Entries drawn from a collection
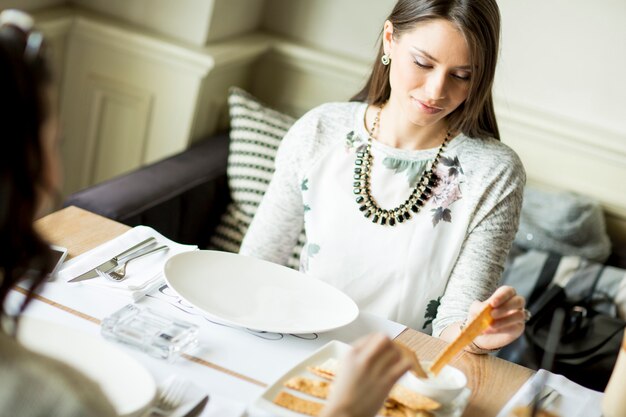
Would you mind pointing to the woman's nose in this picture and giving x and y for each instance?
(436, 86)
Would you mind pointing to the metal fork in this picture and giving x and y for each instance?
(118, 273)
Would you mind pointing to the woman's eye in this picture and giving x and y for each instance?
(421, 64)
(462, 77)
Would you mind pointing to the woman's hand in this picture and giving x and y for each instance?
(508, 316)
(365, 377)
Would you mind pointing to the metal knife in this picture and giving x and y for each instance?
(114, 261)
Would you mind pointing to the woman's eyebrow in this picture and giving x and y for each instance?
(432, 58)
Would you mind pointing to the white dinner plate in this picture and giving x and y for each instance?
(332, 352)
(127, 384)
(258, 295)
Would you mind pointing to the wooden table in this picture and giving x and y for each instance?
(492, 381)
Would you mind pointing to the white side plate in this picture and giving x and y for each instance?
(126, 383)
(331, 350)
(258, 295)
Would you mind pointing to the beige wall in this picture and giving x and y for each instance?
(566, 57)
(348, 27)
(29, 4)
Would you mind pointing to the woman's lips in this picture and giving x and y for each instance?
(426, 108)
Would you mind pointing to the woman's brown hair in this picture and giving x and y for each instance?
(479, 22)
(24, 107)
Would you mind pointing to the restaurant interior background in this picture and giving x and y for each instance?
(143, 79)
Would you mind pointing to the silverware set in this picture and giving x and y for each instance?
(114, 269)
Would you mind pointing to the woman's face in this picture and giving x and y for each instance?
(49, 136)
(430, 70)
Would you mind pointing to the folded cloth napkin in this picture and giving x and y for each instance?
(143, 274)
(575, 401)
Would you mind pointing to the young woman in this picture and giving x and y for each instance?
(409, 200)
(34, 385)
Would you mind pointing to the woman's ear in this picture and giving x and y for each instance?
(387, 37)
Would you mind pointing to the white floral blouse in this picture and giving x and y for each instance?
(422, 272)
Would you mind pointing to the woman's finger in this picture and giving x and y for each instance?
(516, 303)
(501, 296)
(516, 316)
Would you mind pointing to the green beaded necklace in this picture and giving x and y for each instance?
(420, 194)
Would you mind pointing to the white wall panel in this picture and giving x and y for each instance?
(117, 133)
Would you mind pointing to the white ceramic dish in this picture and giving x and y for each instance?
(332, 350)
(444, 388)
(126, 383)
(258, 295)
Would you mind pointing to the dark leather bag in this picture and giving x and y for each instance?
(589, 342)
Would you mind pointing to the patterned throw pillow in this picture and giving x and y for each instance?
(255, 134)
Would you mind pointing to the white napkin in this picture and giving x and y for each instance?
(575, 401)
(143, 274)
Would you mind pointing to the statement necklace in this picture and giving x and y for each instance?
(362, 174)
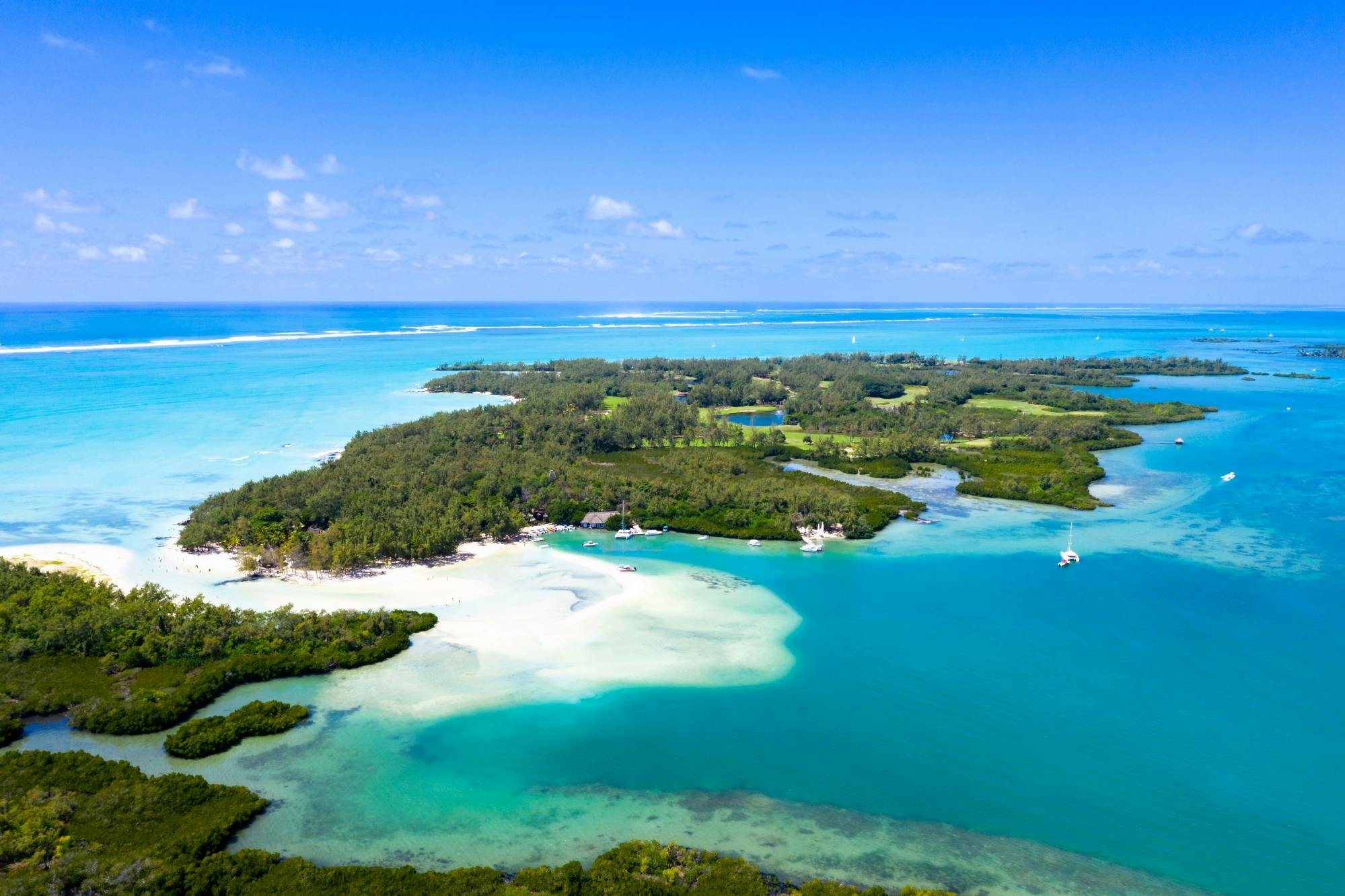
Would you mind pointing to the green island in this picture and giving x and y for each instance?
(1324, 350)
(217, 734)
(588, 435)
(77, 824)
(141, 661)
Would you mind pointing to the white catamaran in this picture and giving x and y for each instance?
(809, 544)
(623, 532)
(1068, 555)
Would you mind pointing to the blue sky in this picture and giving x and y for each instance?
(774, 153)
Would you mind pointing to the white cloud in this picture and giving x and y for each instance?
(186, 211)
(311, 207)
(661, 228)
(410, 200)
(1261, 235)
(421, 202)
(608, 209)
(43, 224)
(297, 227)
(760, 75)
(126, 254)
(52, 40)
(218, 67)
(59, 201)
(283, 169)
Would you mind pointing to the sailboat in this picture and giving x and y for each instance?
(1068, 555)
(623, 532)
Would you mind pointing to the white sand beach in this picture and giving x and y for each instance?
(517, 624)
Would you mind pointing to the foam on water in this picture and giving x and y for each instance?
(1169, 704)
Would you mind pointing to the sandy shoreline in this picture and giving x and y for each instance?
(517, 625)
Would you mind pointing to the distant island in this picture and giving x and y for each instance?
(1327, 350)
(694, 446)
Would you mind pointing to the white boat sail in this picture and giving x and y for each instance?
(623, 532)
(813, 543)
(1068, 555)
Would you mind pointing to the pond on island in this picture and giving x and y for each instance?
(756, 418)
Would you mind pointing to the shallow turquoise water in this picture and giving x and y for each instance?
(1172, 704)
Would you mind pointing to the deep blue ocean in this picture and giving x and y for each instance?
(1175, 704)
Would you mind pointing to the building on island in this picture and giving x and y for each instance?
(596, 520)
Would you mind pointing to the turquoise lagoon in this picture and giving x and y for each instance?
(1165, 715)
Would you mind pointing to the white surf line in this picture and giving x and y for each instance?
(433, 330)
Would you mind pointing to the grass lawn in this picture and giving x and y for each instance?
(912, 394)
(1028, 408)
(747, 410)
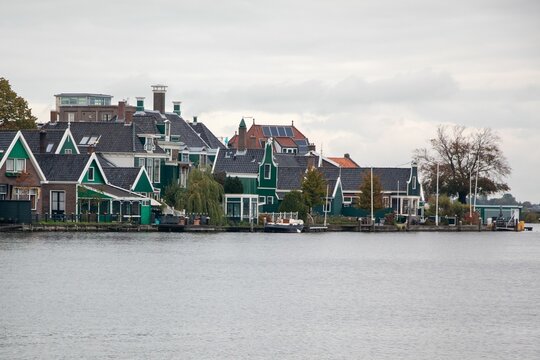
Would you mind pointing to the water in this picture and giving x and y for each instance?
(270, 296)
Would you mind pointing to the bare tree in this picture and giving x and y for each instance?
(463, 157)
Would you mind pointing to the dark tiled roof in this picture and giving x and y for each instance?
(52, 137)
(187, 135)
(231, 162)
(6, 137)
(123, 177)
(113, 137)
(207, 135)
(59, 167)
(121, 193)
(352, 178)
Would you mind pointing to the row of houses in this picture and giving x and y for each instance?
(114, 161)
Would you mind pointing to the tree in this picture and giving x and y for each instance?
(233, 185)
(204, 195)
(364, 200)
(294, 202)
(313, 188)
(461, 155)
(14, 111)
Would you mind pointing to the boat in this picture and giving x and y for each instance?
(284, 224)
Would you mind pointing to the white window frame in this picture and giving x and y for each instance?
(267, 171)
(53, 202)
(91, 173)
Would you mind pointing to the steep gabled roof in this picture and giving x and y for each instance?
(6, 138)
(207, 135)
(123, 177)
(187, 134)
(52, 140)
(59, 167)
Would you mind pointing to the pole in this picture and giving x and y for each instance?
(470, 193)
(372, 219)
(476, 181)
(437, 199)
(326, 205)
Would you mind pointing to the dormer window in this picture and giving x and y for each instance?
(91, 172)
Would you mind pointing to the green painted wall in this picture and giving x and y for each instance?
(18, 151)
(98, 176)
(143, 185)
(68, 144)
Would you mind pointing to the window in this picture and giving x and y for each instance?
(15, 165)
(27, 194)
(58, 202)
(202, 160)
(91, 173)
(3, 192)
(156, 170)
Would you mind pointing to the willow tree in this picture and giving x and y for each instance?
(464, 157)
(204, 195)
(364, 199)
(14, 111)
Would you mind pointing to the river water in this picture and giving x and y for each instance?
(270, 296)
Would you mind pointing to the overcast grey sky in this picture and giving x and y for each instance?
(369, 78)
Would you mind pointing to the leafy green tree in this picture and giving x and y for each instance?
(14, 111)
(174, 195)
(461, 154)
(313, 188)
(364, 200)
(294, 201)
(204, 195)
(233, 185)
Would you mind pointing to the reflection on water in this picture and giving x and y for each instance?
(245, 296)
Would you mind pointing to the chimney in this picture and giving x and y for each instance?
(42, 140)
(54, 116)
(176, 108)
(121, 111)
(242, 136)
(140, 104)
(252, 142)
(159, 97)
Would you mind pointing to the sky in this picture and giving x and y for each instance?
(370, 78)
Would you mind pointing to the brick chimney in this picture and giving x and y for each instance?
(42, 141)
(121, 111)
(140, 104)
(54, 116)
(242, 135)
(176, 108)
(159, 97)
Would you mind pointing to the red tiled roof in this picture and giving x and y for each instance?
(344, 162)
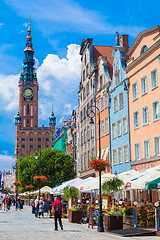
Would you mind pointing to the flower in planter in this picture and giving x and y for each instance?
(41, 178)
(98, 164)
(29, 187)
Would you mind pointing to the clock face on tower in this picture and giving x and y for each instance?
(28, 92)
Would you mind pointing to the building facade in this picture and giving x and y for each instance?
(143, 70)
(118, 109)
(29, 137)
(105, 71)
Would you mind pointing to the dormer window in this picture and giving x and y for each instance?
(144, 48)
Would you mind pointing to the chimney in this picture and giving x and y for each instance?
(124, 44)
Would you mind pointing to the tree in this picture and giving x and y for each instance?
(114, 185)
(55, 165)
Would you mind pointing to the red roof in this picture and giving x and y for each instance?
(105, 51)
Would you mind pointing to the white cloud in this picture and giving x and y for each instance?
(58, 85)
(69, 16)
(6, 162)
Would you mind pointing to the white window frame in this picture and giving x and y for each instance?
(115, 105)
(134, 97)
(142, 79)
(154, 120)
(113, 130)
(121, 105)
(119, 128)
(135, 127)
(125, 150)
(155, 151)
(114, 159)
(119, 160)
(124, 132)
(138, 143)
(143, 117)
(146, 140)
(153, 70)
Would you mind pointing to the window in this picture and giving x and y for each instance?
(157, 145)
(98, 106)
(83, 75)
(102, 128)
(81, 116)
(121, 100)
(144, 48)
(101, 103)
(137, 151)
(84, 113)
(155, 110)
(87, 88)
(143, 85)
(106, 100)
(88, 132)
(101, 81)
(145, 115)
(85, 135)
(119, 128)
(146, 148)
(114, 157)
(87, 70)
(124, 125)
(115, 106)
(106, 126)
(136, 119)
(119, 155)
(154, 79)
(81, 137)
(97, 130)
(113, 130)
(84, 93)
(134, 91)
(126, 153)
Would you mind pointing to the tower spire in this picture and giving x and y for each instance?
(29, 38)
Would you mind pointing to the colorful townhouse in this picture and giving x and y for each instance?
(143, 71)
(118, 109)
(105, 71)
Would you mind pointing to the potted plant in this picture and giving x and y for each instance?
(113, 219)
(74, 214)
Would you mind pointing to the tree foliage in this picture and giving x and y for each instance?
(55, 165)
(70, 193)
(113, 184)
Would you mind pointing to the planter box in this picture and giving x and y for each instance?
(74, 216)
(113, 222)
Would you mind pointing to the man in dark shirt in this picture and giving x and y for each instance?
(57, 206)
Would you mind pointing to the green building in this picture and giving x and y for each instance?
(59, 141)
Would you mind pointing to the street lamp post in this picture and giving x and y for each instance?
(36, 157)
(91, 115)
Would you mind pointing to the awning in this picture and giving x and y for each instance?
(155, 184)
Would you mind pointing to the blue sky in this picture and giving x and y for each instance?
(58, 28)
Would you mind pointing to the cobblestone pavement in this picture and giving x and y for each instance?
(24, 226)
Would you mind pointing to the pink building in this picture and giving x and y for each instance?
(143, 69)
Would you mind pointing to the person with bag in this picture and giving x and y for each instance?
(36, 207)
(57, 206)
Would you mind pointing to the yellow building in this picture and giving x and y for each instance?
(143, 71)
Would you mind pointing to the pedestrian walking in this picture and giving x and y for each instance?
(41, 207)
(57, 206)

> EXERCISE GOAL
Please present the data as a numbered list, from the line with "Would you mind pointing to the green building" through the end of the data, omitting any blank lines.

> ANSWER TO THE TASK
1. Would you mind pointing to the green building in this picture and giving x and y for each instance?
2. (59, 141)
3. Would you mind pointing to the street lamp post in this picture and giving x and y for each instance?
4. (36, 157)
5. (91, 115)
6. Would you mind pointing to the awning in this picture and giving x and y for each instance?
7. (155, 184)
8. Would you mind pointing to the blue sky in this picture and giving x and y for each instance?
9. (58, 28)
10. Would you mind pointing to the cobblestone pavement in this picture and giving x and y for each instance?
11. (24, 226)
12. Would you mind pointing to the pink building in this picture and giving x and y for each instance?
13. (143, 69)
14. Would you mind pointing to the person with bag in this picture and giving x and y for each instance?
15. (36, 207)
16. (57, 206)
17. Would you mind pointing to the yellow building in this picture and giving x and y for each instance?
18. (143, 71)
19. Would you mind pointing to the pedestrian walking in this picture and giving x and y for each instance?
20. (41, 207)
21. (57, 206)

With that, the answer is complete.